Reading text
It only took the Gap, Pa. native the span of a weekend to make up his mind. On Wednesday, Ray made his decision public, becoming the first member of the Explorers’ 2019 recruiting class.

“It just showed me a lot when I was there, it felt like home,” Ray told CoBL on Tuesday night. "My brother goes to school there, so I’m there a lot anyways. The campus seemed different, it seemed bigger and better when I got there. I couldn’t pass it up, and I wasn’t going to waste any other coaches’ time, money, resources and go on official visits and unofficials if that’s what really felt like home to me.”

Originally a standout freshman and sophomore at Octorara High School, where he tended to play power forward for the Braves, Ray transferred to the Haverford School for the 2016-17 year, repeating his sophomore season and moving into the class of 2019; with an Aug. '00 birthday, he had been one of the youngest members of the 2018 class in the area.

With his physical style of play and inside-out scoring ability, Ray immediately became one of the best players in the Inter-Ac Conference, averaging 17.7 points per game in his first year with the Fords, earning first team all-conference honors; as a junior this past year, he bumped that up to 18.8 ppg along with 9.4 rpg, earned the Inter-Ac MVP award and helped lead the Fords to their first league championship since a year before he was born.

Parts of the exercise
a – Translate this sentence from the basketball recruiting text into Spanish: "On Wednesday, Ray made his decision public, becoming the first member of the Explorers’ 2019 recruiting class."
b – Write out the basketball recruiting text from "Originally a standout" up to and including "in the area.".
The listing is separate material, unrelated to the basketball recruiting text.

Available data
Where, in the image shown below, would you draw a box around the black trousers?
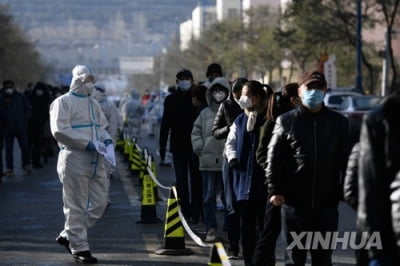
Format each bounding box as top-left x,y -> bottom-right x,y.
172,151 -> 195,219
237,200 -> 265,266
253,201 -> 282,266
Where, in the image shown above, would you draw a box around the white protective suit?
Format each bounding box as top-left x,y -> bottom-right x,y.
50,65 -> 111,253
93,83 -> 123,143
121,90 -> 144,139
93,83 -> 123,179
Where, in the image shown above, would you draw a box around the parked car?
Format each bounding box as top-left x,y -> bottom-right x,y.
338,95 -> 383,144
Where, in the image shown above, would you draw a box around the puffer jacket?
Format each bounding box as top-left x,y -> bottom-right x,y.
266,106 -> 349,208
212,92 -> 243,139
225,110 -> 267,201
357,93 -> 400,260
191,78 -> 229,171
159,88 -> 196,153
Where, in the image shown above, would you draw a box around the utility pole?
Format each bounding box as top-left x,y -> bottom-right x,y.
381,30 -> 390,96
356,0 -> 363,92
239,0 -> 245,77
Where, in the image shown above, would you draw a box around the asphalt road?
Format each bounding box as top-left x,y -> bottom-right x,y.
0,130 -> 355,266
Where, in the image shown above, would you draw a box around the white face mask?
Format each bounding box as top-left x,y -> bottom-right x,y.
178,80 -> 192,91
212,91 -> 226,103
239,95 -> 253,109
83,82 -> 94,94
5,88 -> 14,95
35,90 -> 44,96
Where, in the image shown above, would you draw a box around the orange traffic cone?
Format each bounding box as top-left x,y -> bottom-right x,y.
155,189 -> 193,255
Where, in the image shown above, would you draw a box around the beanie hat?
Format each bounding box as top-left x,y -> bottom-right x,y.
206,63 -> 222,77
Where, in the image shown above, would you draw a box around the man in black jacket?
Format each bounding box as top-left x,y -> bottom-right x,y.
0,80 -> 32,176
160,69 -> 195,220
266,71 -> 349,266
357,92 -> 400,266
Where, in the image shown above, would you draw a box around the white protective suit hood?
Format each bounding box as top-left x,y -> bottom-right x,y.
69,65 -> 94,95
93,83 -> 107,103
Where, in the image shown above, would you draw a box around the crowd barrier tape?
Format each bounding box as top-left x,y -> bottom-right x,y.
129,141 -> 141,171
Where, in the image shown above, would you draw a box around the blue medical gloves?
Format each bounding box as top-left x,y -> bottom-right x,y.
103,139 -> 112,147
85,141 -> 96,151
160,147 -> 165,161
228,158 -> 239,168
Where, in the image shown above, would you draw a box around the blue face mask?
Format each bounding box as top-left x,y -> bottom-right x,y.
178,80 -> 192,91
301,90 -> 325,109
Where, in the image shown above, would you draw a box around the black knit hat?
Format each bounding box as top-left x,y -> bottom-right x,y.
206,63 -> 222,77
176,69 -> 193,79
3,79 -> 15,87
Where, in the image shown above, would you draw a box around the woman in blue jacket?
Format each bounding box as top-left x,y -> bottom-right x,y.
225,80 -> 268,266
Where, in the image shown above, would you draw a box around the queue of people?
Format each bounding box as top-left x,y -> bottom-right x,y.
0,63 -> 400,266
159,63 -> 400,266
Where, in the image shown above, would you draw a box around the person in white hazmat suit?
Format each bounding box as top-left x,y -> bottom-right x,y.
50,65 -> 113,263
121,89 -> 144,140
93,82 -> 122,204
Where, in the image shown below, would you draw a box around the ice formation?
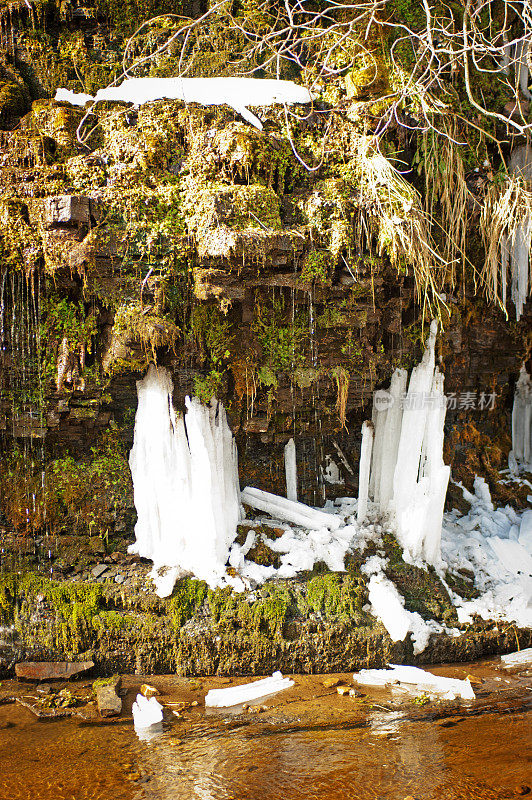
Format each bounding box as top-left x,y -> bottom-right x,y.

Results of the exercise
a – El miércoles, Ray hizo pública su decisión y se convirtió en el primer miembro de la clase de reclutamiento de 2019 de los Explorers.

b –
Originally a standout freshman and sophomore at Octorara High School, where he tended to play power forward for the Braves, Ray transferred to the Haverford School for the 2016-17 year, repeating his sophomore season and moving into the class of 2019; with an Aug. '00 birthday, he had been one of the youngest members of the 2018 class in the area.